**Exercise instructions**
Copy the data from the line containing "the boat hull." through the end of the data, including every request, and add 92 to each number in the point coordinates. Leave the pictures out of your copy.

----- Available records

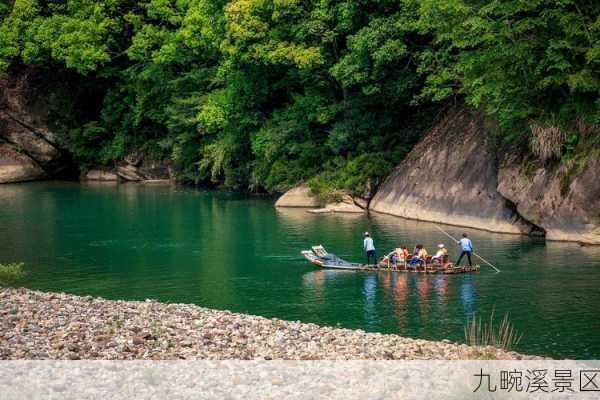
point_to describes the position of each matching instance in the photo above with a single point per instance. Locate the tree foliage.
(262, 94)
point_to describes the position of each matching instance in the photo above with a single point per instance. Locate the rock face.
(298, 197)
(100, 175)
(135, 167)
(567, 208)
(346, 205)
(29, 149)
(451, 177)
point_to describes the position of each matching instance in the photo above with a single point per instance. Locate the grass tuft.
(485, 333)
(10, 273)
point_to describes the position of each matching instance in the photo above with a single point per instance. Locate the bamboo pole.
(475, 254)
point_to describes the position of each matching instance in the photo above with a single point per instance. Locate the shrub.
(10, 273)
(485, 333)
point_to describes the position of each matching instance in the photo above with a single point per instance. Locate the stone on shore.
(298, 196)
(38, 325)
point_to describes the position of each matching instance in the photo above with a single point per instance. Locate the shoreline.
(46, 325)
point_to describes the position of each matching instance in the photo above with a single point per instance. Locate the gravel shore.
(38, 325)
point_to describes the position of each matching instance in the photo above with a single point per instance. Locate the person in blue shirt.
(467, 248)
(369, 248)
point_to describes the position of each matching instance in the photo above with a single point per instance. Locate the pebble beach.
(39, 325)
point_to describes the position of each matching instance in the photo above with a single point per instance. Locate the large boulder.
(29, 147)
(299, 196)
(104, 175)
(564, 201)
(137, 168)
(451, 177)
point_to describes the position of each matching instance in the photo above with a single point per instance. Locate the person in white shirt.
(369, 247)
(467, 248)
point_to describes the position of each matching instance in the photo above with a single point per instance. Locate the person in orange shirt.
(441, 254)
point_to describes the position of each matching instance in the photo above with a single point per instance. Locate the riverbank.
(38, 325)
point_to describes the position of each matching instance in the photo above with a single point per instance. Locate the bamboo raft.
(320, 257)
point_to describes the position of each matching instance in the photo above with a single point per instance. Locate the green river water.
(237, 252)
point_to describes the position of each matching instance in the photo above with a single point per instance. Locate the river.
(237, 252)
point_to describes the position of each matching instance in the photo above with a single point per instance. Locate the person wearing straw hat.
(467, 249)
(440, 254)
(369, 247)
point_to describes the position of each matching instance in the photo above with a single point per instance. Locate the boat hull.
(331, 261)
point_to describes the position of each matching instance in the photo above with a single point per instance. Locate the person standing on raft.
(369, 248)
(467, 248)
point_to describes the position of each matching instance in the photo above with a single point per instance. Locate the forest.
(259, 95)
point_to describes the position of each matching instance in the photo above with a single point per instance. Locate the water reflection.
(467, 295)
(370, 307)
(231, 251)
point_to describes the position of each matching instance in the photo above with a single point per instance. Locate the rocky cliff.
(564, 200)
(451, 177)
(28, 148)
(454, 176)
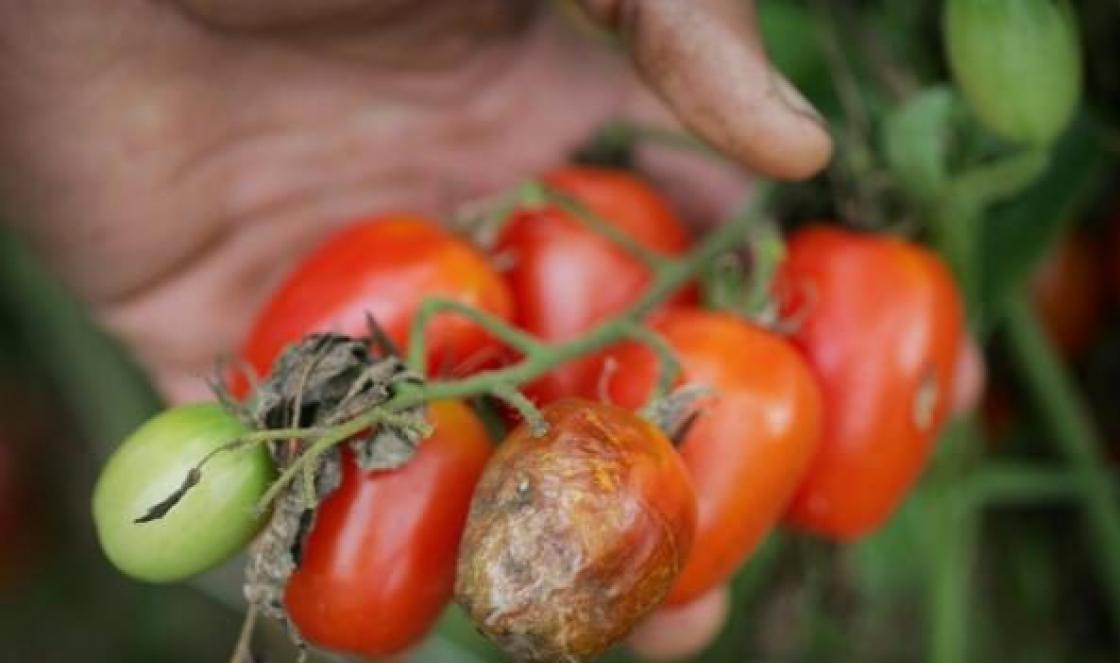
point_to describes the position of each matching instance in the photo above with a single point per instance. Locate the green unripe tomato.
(1017, 63)
(212, 522)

----------

**The completed task**
point_to describes the position of each matching instance in the photo above with a single point per instance. Locate the boat hull.
(423, 353)
point_to describes the position of each matching instance in the photo above with a single point per instance. Locate the person standing on raft.
(461, 340)
(559, 340)
point_to describes the position of each matching instance in the photo above with a single point per instance. Locate the forest.
(351, 187)
point_to describes the position of each matching instance in the photo above with a single point per instance. Locate the water reflection.
(559, 387)
(462, 399)
(323, 343)
point_to describes the position of each matching instance in the photo above with a single point per instance. Locate the rocky cliff.
(656, 292)
(543, 269)
(120, 240)
(546, 268)
point_to describes the position of each matching instance in the photo above with a single point per instance. Locate the green unripe tomato.
(1109, 155)
(304, 614)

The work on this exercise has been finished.